● Assigned task:
Reproduce the entries below exactly, but only from the line containing "Query: submerged rock" to the line containing "303, row 378.", inclusive.

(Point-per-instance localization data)
[Start of Attachment]

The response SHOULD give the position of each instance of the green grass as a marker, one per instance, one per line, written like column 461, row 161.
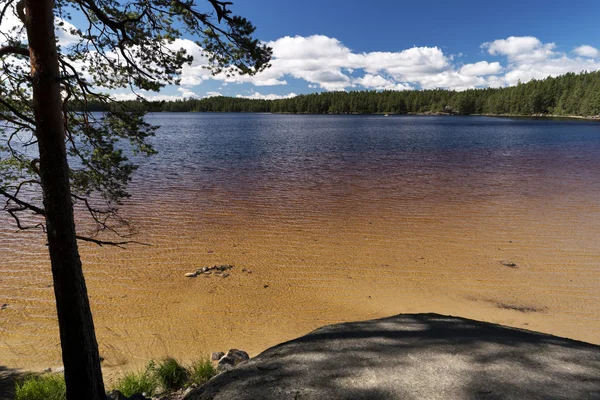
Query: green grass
column 170, row 374
column 42, row 387
column 201, row 371
column 138, row 382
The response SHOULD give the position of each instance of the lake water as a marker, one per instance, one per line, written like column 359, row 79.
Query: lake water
column 339, row 218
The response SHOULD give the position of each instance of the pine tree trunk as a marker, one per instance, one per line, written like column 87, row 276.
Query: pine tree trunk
column 78, row 339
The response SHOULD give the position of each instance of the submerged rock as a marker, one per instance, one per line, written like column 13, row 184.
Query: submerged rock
column 509, row 264
column 231, row 359
column 116, row 395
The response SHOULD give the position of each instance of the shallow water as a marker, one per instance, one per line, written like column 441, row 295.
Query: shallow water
column 338, row 218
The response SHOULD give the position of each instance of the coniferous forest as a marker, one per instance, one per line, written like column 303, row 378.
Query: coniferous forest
column 566, row 95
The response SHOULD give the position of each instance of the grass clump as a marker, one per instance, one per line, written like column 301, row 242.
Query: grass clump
column 201, row 371
column 42, row 387
column 170, row 374
column 138, row 382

[End of Attachment]

● Exercise result:
Query: submerged rock
column 509, row 264
column 231, row 359
column 116, row 395
The response SHOULD give the position of each instance of the shallow water as a marker, one per instance, one per line, written like column 441, row 295.
Query: shallow water
column 338, row 218
The response SHOULD give the position of each instance of the coniferous forest as a marker, one per instance, one per line, written like column 303, row 378.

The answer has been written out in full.